Défi 1 → Reproduisez sans aucun changement les lignes qui suivent le texte, à partir de celle qui contient "out like [124,125]." et jusqu'à la dernière ligne, ces deux bornes comprises. Laissez de côté les images.

Extrait source →
────────────────────────────────────────

Après “ votre sein nu ” et “ votre merveille ”, l’expression “ la Minutieuse ” prend le relais dans le mouvement d’abstraction que le poème développe pour désigner non plus une partie de la femme, mais cette femme tout entière. La métonymie que constitue l’appellation “ la Minutieuse ” est une figure d’abstraction vive, doublement : elle s’élabore de façon dynamique, au cours du poème qui la crée, et elle constitue une désignation inédite de la réalité, le substantif minutieuse n’étant pas attesté en langue.
Le poème ainsi titré constitue d’une part une introduction à un monde surréel, comme on en voit dans les peintures de Delvaux : il s’agit d’un monde déréalisé, ou plutôt en cours de déréalisation, processus qui favorise l’apparition et la perception d’un monde des essences. La métaphore du flux poétique qui semble sous-jacente au texte, depuis l’inondation initiale jusqu’aux eaux profondes finales, se clôt sur une nouvelle désignation de cette femme poétique qui est la poésie faite femme. La métonymie d’abstraction qu’est le syntagme “ la Minutieuse ” sert à l’élucidation d’une essence, celle de la poésie. L’image, qui règne dans la première partie à dominante narrative laisse place à la métonymie dans une conclusion identifiante.

────────────────────────────────────────

Défi 2 → Réécrivez le passage du commentaire sur « la Minutieuse » qui commence à "Le poème ainsi" et se termine à "une conclusion identifiante.", en mettant "synecdoque" à la place de "métonymie".

────────────────────────────────────────

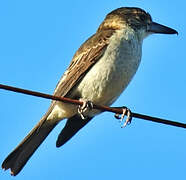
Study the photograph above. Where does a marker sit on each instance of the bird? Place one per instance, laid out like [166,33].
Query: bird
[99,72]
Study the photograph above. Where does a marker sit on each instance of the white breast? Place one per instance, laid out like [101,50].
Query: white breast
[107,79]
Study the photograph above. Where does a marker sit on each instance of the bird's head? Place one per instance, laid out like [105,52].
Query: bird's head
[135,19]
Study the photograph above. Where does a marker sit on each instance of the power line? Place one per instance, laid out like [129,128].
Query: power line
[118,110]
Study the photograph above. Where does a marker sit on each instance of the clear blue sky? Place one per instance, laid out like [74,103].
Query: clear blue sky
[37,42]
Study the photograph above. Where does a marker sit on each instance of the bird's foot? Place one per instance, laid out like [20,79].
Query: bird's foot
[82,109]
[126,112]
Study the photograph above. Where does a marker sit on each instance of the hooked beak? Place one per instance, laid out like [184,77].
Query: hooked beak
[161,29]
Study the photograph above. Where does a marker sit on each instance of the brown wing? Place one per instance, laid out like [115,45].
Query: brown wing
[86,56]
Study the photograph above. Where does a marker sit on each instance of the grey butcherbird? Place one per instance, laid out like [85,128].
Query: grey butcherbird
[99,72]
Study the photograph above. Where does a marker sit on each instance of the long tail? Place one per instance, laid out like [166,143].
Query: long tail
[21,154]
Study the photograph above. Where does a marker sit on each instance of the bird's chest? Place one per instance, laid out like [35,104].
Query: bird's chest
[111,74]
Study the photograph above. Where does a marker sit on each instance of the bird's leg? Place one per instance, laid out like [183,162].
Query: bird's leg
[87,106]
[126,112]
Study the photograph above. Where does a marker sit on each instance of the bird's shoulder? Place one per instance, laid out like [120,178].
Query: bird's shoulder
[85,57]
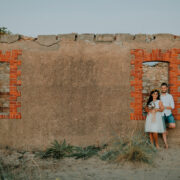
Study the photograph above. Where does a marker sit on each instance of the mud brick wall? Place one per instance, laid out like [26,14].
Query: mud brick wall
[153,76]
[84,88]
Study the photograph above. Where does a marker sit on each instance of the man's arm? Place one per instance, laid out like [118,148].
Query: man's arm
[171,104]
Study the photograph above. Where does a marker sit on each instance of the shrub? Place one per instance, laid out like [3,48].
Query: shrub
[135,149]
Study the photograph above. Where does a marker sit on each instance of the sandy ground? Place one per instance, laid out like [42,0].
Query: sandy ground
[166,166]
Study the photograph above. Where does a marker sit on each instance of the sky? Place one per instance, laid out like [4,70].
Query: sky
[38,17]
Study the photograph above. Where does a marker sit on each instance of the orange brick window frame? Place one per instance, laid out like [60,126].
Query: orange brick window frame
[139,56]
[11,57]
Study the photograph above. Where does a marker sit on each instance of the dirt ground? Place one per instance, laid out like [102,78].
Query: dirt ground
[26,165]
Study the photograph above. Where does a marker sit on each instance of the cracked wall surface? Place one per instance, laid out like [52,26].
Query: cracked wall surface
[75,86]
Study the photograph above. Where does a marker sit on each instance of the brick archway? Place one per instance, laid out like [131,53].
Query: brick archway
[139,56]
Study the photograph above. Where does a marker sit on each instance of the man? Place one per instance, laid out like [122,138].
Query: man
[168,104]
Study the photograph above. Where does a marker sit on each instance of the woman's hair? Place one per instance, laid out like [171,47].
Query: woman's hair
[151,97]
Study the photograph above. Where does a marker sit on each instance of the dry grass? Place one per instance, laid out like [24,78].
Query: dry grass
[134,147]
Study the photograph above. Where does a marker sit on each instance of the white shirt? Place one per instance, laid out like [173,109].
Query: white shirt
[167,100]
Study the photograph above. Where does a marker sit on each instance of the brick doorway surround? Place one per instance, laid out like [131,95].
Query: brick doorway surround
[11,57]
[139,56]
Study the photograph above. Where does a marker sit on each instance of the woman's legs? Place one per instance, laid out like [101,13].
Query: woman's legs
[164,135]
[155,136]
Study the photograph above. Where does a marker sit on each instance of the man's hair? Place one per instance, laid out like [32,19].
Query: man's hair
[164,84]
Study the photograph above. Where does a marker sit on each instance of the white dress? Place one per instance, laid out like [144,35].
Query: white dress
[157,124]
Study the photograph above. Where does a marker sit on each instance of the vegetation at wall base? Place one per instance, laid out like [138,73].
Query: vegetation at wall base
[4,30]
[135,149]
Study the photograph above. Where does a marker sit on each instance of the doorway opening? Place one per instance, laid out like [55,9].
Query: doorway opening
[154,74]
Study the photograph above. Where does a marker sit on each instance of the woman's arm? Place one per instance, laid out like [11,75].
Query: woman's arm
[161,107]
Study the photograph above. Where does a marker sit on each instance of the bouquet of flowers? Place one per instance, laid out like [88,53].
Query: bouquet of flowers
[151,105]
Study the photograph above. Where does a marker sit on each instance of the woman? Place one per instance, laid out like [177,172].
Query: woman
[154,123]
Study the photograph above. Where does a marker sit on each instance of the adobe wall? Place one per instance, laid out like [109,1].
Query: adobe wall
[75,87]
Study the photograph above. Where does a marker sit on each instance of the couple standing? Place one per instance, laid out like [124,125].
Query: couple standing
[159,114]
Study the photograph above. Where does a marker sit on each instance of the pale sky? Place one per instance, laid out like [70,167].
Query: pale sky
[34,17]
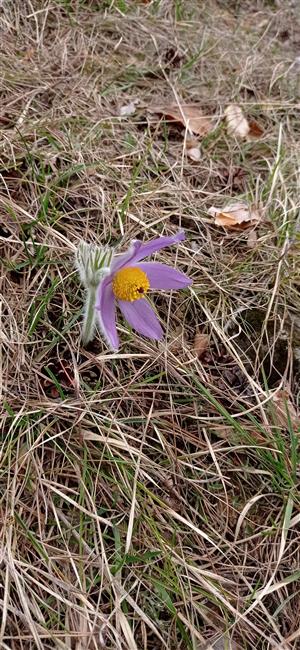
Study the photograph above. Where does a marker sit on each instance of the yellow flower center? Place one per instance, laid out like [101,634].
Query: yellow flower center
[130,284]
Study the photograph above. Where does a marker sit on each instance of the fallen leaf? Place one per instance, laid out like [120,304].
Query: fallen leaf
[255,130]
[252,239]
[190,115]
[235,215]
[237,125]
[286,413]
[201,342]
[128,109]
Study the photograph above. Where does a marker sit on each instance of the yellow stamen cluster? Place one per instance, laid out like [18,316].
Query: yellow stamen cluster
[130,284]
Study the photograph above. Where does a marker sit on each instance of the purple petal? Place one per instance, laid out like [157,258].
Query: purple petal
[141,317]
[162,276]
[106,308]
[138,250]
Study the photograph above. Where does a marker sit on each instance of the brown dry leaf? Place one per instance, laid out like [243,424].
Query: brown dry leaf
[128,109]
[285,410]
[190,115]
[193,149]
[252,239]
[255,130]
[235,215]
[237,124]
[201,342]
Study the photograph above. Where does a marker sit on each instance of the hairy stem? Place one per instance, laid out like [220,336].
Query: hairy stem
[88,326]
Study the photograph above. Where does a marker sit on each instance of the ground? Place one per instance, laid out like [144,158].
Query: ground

────────────────────────────────────────

Corrigé 1 →
Study the photograph above. Where does a marker sit on each instance of the couple standing? Place one per instance, laid out like [124,125].
Query: couple standing
[159,114]
Study the photograph above. Where does a marker sit on each instance of the pale sky? Place one per instance, laid out like [70,167].
Query: pale sky
[34,17]
Study the photograph above. Where does a marker sit on each instance of the yellow flower center? Place one per instance, laid out like [101,634].
Query: yellow flower center
[130,284]
Study the photograph above. Where does a marker sit on each instance of the fallen leaf? Place one per instance, laid out like [120,304].
Query: fallen leaf
[255,130]
[252,239]
[190,115]
[235,215]
[237,125]
[286,413]
[201,342]
[128,109]
Study the photograph above. Where does a marker sit on each instance of the yellow stamen cluster? Place one per instance, laid out like [18,316].
Query: yellow stamen cluster
[130,284]
Study the photograph above. Where does a marker sit on each instance of the purple petal? Place one per instance, laid out like [157,258].
Query: purple petal
[141,317]
[162,276]
[106,308]
[138,250]
Study the photograph above. Where does a marker sit on each instance of the brown dry leaf? Place one per instance, laid out like [243,424].
Query: brown dry leaf
[128,109]
[285,410]
[190,115]
[193,149]
[252,239]
[255,130]
[235,215]
[237,124]
[201,342]
Study the photograph above. Where does a marker sit on each instance of the hairy stem? Place one per instance, laid out like [220,336].
Query: hairy stem
[88,326]
Study the photograph above. Where does a marker sit on each instance of the ground? Place one per instance, laid out like [144,158].
Query: ground

Corrigé 2 →
Le poème ainsi titré constitue d’une part une introduction à un monde surréel, comme on en voit dans les peintures de Delvaux : il s’agit d’un monde déréalisé, ou plutôt en cours de déréalisation, processus qui favorise l’apparition et la perception d’un monde des essences. La métaphore du flux poétique qui semble sous-jacente au texte, depuis l’inondation initiale jusqu’aux eaux profondes finales, se clôt sur une nouvelle désignation de cette femme poétique qui est la poésie faite femme. La synecdoque d’abstraction qu’est le syntagme “ la Minutieuse ” sert à l’élucidation d’une essence, celle de la poésie. L’image, qui règne dans la première partie à dominante narrative laisse place à la synecdoque dans une conclusion identifiante.